**Aim of the task:**
Quote the entries verbatim, starting at the first line and ending with the line that contains "21;502;77;541".

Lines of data
——

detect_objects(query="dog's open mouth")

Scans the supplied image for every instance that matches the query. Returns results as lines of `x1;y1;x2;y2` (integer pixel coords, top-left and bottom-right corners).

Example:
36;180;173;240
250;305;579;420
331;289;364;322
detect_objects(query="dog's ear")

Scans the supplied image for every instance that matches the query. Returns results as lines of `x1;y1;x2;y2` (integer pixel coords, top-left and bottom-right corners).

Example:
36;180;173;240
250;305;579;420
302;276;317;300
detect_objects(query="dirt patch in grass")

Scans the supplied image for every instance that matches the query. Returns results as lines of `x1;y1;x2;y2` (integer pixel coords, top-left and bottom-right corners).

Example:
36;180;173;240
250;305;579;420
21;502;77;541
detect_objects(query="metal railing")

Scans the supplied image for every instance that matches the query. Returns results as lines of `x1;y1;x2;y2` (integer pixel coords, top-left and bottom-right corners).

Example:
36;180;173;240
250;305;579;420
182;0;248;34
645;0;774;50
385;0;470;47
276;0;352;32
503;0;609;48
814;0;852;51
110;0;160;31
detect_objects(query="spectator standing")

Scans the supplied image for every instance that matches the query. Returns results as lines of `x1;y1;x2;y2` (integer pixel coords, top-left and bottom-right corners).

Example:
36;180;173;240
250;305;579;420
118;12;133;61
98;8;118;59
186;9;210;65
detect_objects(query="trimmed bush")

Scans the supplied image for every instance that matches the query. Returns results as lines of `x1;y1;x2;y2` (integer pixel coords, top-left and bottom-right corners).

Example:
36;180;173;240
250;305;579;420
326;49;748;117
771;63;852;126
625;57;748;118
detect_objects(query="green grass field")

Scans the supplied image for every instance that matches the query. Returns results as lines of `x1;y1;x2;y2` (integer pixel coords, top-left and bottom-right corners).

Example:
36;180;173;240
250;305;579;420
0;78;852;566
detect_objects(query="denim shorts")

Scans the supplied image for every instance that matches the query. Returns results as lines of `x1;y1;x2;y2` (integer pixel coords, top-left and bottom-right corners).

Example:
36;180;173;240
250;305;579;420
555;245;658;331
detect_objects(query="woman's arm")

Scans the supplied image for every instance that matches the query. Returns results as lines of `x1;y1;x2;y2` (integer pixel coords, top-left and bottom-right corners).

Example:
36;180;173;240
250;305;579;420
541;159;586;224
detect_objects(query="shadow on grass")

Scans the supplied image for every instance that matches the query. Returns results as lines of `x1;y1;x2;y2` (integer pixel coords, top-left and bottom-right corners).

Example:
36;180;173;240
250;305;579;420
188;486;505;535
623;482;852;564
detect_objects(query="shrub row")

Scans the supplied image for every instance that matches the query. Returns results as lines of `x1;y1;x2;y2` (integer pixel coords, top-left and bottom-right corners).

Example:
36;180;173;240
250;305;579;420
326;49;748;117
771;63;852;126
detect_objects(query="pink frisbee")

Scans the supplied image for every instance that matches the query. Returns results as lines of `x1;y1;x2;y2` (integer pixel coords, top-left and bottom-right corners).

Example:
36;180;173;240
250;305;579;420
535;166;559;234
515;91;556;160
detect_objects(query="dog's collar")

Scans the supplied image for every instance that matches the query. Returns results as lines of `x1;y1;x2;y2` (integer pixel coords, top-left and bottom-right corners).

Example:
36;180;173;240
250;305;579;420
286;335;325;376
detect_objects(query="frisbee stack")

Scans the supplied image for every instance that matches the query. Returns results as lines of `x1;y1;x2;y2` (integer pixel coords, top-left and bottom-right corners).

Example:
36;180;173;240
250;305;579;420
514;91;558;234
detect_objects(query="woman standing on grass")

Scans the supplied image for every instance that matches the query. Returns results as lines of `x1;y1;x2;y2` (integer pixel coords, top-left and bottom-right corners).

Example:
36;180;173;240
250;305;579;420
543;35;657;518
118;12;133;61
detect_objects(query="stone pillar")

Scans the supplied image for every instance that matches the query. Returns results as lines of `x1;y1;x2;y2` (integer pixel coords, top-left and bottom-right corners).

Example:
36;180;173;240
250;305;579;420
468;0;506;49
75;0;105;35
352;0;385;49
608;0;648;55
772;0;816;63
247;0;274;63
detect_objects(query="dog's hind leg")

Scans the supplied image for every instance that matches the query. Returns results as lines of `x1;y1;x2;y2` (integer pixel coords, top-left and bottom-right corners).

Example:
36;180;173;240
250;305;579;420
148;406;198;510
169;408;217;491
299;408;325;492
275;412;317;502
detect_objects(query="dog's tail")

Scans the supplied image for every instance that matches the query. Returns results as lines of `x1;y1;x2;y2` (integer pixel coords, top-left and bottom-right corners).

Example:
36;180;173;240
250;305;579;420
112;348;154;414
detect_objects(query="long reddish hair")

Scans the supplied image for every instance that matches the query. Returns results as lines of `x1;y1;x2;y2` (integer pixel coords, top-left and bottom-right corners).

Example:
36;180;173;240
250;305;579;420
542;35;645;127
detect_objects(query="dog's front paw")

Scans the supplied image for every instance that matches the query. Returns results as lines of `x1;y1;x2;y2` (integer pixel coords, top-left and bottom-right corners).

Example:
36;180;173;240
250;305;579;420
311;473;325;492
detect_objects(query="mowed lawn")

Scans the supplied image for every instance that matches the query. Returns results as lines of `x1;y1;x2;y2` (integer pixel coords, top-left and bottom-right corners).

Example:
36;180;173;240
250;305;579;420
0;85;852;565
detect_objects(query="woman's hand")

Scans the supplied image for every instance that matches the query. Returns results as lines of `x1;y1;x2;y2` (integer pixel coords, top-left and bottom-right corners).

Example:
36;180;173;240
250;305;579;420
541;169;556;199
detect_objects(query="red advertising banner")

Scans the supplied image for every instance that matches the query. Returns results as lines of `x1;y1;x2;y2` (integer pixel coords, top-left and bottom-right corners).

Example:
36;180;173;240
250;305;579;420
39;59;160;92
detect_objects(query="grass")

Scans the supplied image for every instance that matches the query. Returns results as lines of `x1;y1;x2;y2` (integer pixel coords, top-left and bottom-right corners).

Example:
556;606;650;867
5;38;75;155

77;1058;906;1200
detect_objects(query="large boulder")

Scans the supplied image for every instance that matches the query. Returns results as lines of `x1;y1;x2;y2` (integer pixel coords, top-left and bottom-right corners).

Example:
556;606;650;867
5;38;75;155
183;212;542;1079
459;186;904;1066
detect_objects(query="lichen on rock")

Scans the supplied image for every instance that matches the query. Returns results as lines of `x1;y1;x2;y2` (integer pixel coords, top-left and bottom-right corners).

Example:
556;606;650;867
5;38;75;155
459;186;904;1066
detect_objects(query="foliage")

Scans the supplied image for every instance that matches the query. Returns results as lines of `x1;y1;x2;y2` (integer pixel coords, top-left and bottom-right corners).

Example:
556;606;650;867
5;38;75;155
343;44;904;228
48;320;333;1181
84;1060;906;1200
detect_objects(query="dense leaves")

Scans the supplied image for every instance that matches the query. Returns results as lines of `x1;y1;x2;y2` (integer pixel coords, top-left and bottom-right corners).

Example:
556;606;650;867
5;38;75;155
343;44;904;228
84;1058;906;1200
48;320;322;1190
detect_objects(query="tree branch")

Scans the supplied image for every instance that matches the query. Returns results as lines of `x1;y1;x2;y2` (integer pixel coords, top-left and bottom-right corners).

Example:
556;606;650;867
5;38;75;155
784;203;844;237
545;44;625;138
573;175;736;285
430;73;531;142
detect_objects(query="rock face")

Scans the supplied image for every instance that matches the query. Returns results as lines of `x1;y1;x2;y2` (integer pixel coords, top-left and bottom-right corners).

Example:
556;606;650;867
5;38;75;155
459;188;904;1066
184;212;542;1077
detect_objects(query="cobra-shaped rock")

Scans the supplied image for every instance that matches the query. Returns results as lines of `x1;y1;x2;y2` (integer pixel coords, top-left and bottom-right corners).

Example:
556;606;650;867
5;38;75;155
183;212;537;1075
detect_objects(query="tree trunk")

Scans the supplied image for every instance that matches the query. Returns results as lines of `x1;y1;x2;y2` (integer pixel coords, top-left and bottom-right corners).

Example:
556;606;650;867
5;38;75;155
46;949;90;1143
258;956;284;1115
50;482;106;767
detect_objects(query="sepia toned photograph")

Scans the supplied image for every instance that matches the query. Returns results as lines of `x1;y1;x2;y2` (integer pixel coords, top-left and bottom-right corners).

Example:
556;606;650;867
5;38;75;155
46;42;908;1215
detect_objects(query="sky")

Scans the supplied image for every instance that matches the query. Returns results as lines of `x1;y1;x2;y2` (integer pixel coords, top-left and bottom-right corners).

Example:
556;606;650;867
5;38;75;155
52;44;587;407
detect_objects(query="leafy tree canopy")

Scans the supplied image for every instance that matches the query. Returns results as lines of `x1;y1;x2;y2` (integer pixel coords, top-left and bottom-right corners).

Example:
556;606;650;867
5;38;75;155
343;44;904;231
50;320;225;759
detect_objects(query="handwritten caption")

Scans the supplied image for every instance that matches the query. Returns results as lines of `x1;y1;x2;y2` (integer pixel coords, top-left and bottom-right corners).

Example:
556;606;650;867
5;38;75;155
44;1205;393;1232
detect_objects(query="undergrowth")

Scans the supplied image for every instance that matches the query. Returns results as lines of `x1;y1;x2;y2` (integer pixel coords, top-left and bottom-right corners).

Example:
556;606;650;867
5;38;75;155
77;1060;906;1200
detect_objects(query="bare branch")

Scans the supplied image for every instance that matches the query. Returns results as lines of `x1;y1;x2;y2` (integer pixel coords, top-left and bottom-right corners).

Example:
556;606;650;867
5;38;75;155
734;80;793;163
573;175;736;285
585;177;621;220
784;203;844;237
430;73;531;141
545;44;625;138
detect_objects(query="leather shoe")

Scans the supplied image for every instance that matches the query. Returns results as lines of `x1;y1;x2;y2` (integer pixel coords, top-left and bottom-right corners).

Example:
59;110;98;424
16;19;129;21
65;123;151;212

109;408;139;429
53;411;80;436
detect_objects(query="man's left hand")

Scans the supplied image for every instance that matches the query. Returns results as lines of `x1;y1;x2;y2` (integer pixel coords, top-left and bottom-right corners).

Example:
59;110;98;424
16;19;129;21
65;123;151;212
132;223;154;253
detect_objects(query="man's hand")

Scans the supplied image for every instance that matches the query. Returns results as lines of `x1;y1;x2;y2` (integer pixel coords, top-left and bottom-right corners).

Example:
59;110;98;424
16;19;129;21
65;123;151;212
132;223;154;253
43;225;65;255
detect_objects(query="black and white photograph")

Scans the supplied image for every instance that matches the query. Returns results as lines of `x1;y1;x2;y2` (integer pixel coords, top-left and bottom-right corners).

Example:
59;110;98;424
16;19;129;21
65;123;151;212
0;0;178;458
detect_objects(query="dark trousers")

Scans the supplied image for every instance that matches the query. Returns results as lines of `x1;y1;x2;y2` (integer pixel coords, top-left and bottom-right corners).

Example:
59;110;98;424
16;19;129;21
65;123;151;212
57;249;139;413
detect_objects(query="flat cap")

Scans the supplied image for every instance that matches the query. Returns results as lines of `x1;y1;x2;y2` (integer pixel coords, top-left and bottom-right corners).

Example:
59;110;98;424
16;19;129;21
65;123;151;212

——

**Task answer:**
detect_objects(query="dog's open mouth")

Scans the supplied image for every instance that matches the query. Returns results as lines of `x1;y1;x2;y2` (integer pixel coords, top-left and bottom-right corners).

Example:
36;180;173;240
250;305;579;420
331;289;364;322
detect_objects(query="dog's ear")

Scans the supplied image for every instance that matches the query. Returns results as lines of `x1;y1;x2;y2` (integer pixel coords, top-left and bottom-right corners).

Example:
36;180;173;240
250;305;579;420
302;276;317;300
detect_objects(query="dirt patch in grass")

Scans the supplied image for every instance that matches the query. Returns results as lines of `x1;y1;x2;y2` (integer pixel coords, top-left and bottom-right corners).

Example:
36;180;173;240
250;305;579;420
21;502;77;541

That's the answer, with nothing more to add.